• **Input records**:
§ §
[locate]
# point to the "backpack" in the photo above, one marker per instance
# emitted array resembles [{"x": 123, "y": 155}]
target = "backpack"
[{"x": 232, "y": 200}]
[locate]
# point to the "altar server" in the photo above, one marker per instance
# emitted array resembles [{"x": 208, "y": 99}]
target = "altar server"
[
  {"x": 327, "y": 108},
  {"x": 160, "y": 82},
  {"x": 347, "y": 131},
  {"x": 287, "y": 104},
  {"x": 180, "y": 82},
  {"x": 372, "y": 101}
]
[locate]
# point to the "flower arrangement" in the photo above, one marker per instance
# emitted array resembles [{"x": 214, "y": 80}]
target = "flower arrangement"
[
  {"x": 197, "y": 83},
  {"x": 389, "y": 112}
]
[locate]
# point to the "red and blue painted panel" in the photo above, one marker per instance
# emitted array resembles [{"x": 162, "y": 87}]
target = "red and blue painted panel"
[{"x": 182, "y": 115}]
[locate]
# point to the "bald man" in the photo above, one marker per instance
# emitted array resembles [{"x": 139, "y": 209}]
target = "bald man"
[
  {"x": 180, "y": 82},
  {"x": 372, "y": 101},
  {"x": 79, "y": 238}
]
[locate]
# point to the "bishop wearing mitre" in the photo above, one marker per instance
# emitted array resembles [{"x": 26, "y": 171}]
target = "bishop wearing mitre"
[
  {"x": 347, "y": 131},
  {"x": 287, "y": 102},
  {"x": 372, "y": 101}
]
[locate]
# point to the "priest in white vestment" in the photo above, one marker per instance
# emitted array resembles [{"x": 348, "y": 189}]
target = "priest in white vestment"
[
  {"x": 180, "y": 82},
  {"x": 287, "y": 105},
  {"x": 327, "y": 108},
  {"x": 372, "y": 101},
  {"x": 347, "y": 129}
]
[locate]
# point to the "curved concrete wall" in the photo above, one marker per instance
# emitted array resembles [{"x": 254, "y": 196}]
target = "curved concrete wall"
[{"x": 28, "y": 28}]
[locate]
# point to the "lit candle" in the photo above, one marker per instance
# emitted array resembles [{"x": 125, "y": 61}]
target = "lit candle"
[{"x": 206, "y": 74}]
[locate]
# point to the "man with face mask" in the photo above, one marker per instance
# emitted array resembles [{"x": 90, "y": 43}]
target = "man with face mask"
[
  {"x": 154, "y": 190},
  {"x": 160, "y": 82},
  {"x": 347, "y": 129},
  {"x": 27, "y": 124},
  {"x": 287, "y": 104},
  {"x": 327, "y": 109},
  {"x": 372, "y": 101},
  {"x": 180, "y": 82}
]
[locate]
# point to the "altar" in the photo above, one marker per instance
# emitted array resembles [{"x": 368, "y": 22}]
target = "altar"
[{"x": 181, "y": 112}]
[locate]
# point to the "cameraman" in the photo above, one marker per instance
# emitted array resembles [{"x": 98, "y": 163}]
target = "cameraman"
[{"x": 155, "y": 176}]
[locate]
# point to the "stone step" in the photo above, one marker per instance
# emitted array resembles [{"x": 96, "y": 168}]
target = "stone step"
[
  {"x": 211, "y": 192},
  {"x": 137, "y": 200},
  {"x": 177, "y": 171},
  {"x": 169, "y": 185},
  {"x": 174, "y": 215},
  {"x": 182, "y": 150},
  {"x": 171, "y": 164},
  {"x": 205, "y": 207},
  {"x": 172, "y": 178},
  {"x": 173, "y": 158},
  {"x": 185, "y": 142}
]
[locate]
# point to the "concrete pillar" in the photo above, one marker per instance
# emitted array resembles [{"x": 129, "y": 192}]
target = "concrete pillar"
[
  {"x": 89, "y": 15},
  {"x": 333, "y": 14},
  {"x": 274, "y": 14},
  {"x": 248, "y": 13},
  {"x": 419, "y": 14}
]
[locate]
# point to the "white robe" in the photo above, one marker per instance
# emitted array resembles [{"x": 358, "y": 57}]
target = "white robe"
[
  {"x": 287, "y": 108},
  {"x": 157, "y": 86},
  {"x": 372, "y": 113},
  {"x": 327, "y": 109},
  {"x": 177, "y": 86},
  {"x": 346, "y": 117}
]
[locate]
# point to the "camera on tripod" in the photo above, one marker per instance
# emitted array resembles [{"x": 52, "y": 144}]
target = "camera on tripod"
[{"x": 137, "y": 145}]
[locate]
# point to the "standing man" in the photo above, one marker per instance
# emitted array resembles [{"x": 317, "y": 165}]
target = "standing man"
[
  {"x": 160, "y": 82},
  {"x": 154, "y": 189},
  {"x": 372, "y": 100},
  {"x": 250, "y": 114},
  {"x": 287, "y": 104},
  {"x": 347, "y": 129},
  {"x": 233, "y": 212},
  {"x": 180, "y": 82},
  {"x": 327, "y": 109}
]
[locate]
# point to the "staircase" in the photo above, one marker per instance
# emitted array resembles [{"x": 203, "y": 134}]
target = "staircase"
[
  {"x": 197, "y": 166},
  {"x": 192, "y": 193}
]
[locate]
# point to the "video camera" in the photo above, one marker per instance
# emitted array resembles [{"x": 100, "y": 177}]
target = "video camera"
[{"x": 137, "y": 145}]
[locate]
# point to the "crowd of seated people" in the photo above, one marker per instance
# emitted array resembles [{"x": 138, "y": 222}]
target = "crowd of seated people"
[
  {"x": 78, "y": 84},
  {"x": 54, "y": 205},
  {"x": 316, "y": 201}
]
§ §
Retype the whole listing, matching it exactly.

• **Solution for this problem**:
[locate]
# point to the "backpack" in the photo above, one marker per instance
# emitted array resembles [{"x": 123, "y": 155}]
target = "backpack"
[{"x": 232, "y": 200}]
[locate]
# point to the "altar server" in the photo above, one marker per instance
# emitted array resembles [{"x": 208, "y": 99}]
target = "altar server"
[
  {"x": 327, "y": 108},
  {"x": 160, "y": 82},
  {"x": 347, "y": 131},
  {"x": 287, "y": 104},
  {"x": 180, "y": 82},
  {"x": 372, "y": 101}
]
[locate]
# point to the "flower arrangement" in the photo above, one marker per instance
# emitted array resembles [{"x": 214, "y": 80}]
target = "flower arrangement"
[
  {"x": 197, "y": 83},
  {"x": 389, "y": 112}
]
[locate]
# point to the "red and blue painted panel" in the photo above, one marker per instance
# emitted array resembles [{"x": 162, "y": 87}]
target = "red and blue painted panel"
[{"x": 182, "y": 115}]
[locate]
# point to the "bald man" in the photo above, one marker per instance
# emitted array resembles [{"x": 139, "y": 209}]
target = "bald man"
[
  {"x": 180, "y": 82},
  {"x": 372, "y": 101},
  {"x": 79, "y": 238}
]
[locate]
# point to the "bishop wearing mitre" in the photo above, one marker per instance
# emitted array resembles [{"x": 26, "y": 171}]
target = "bishop wearing mitre"
[
  {"x": 347, "y": 131},
  {"x": 287, "y": 102},
  {"x": 372, "y": 101}
]
[locate]
# point to the "priest in white vestment" in the photo above, one marker per instance
# emitted array resembles [{"x": 348, "y": 189}]
target = "priest in white vestment"
[
  {"x": 180, "y": 82},
  {"x": 287, "y": 105},
  {"x": 327, "y": 108},
  {"x": 372, "y": 101},
  {"x": 347, "y": 129}
]
[locate]
# point to the "curved concrete wall" in the photo above, one marker per instance
# emitted array resembles [{"x": 254, "y": 196}]
target = "curved concrete wall"
[{"x": 28, "y": 28}]
[locate]
# point to the "lit candle" in the photo above, one marker per instance
# emitted array resembles [{"x": 125, "y": 61}]
target = "lit candle"
[{"x": 206, "y": 74}]
[locate]
# point to the "man with face mask" in the photo above, one marker per instance
# emitted array resembles [{"x": 90, "y": 43}]
target = "man with face mask"
[
  {"x": 154, "y": 190},
  {"x": 160, "y": 82},
  {"x": 347, "y": 129},
  {"x": 27, "y": 124},
  {"x": 287, "y": 104},
  {"x": 327, "y": 109},
  {"x": 372, "y": 101},
  {"x": 180, "y": 82}
]
[locate]
# point to the "altar" in the photo above, one marker per instance
# emitted array resembles [{"x": 368, "y": 22}]
target = "altar"
[{"x": 181, "y": 112}]
[locate]
# point to the "cameraman" in the photo above, one marker per instance
# emitted array resembles [{"x": 98, "y": 163}]
target = "cameraman"
[{"x": 155, "y": 176}]
[locate]
# point to the "stone step" in the photo above, one marker per instance
# emitted array resembles [{"x": 96, "y": 168}]
target = "stone step"
[
  {"x": 211, "y": 192},
  {"x": 137, "y": 200},
  {"x": 177, "y": 171},
  {"x": 169, "y": 185},
  {"x": 174, "y": 215},
  {"x": 182, "y": 150},
  {"x": 171, "y": 164},
  {"x": 205, "y": 207},
  {"x": 172, "y": 178},
  {"x": 173, "y": 158},
  {"x": 185, "y": 142}
]
[locate]
# point to the "concrete pillar" in the photo above, one marker per instance
# emitted array resembles [{"x": 129, "y": 192}]
target = "concrete pillar"
[
  {"x": 89, "y": 15},
  {"x": 333, "y": 14},
  {"x": 274, "y": 14},
  {"x": 248, "y": 13},
  {"x": 419, "y": 14}
]
[locate]
# point to the "white robe" in the photo above, one marker per instance
# emitted array resembles [{"x": 358, "y": 57}]
target = "white robe"
[
  {"x": 287, "y": 108},
  {"x": 157, "y": 86},
  {"x": 372, "y": 113},
  {"x": 327, "y": 109},
  {"x": 177, "y": 86},
  {"x": 346, "y": 117}
]
[locate]
# point to the "camera on tripod" in the photo above, one marker per instance
# emitted array resembles [{"x": 52, "y": 144}]
target = "camera on tripod"
[{"x": 137, "y": 145}]
[locate]
# point to the "standing man" in the photo above, one marker per instance
# emitted array resembles [{"x": 317, "y": 165}]
target = "standing man"
[
  {"x": 160, "y": 82},
  {"x": 154, "y": 189},
  {"x": 372, "y": 100},
  {"x": 250, "y": 114},
  {"x": 287, "y": 104},
  {"x": 347, "y": 129},
  {"x": 233, "y": 212},
  {"x": 180, "y": 82},
  {"x": 327, "y": 109}
]
[locate]
# point to the "staircase" in the photo above, one marker per instance
# emitted array resembles [{"x": 203, "y": 134}]
target = "staircase"
[
  {"x": 197, "y": 166},
  {"x": 192, "y": 193}
]
[locate]
# point to the "video camera" in the photo above, one marker per instance
# emitted array resembles [{"x": 100, "y": 177}]
target = "video camera"
[{"x": 137, "y": 145}]
[locate]
# point to the "crowd of seated people" in the photo above, one marker per instance
# emitted array resembles [{"x": 138, "y": 222}]
target = "crowd of seated people"
[
  {"x": 78, "y": 84},
  {"x": 54, "y": 205},
  {"x": 316, "y": 201}
]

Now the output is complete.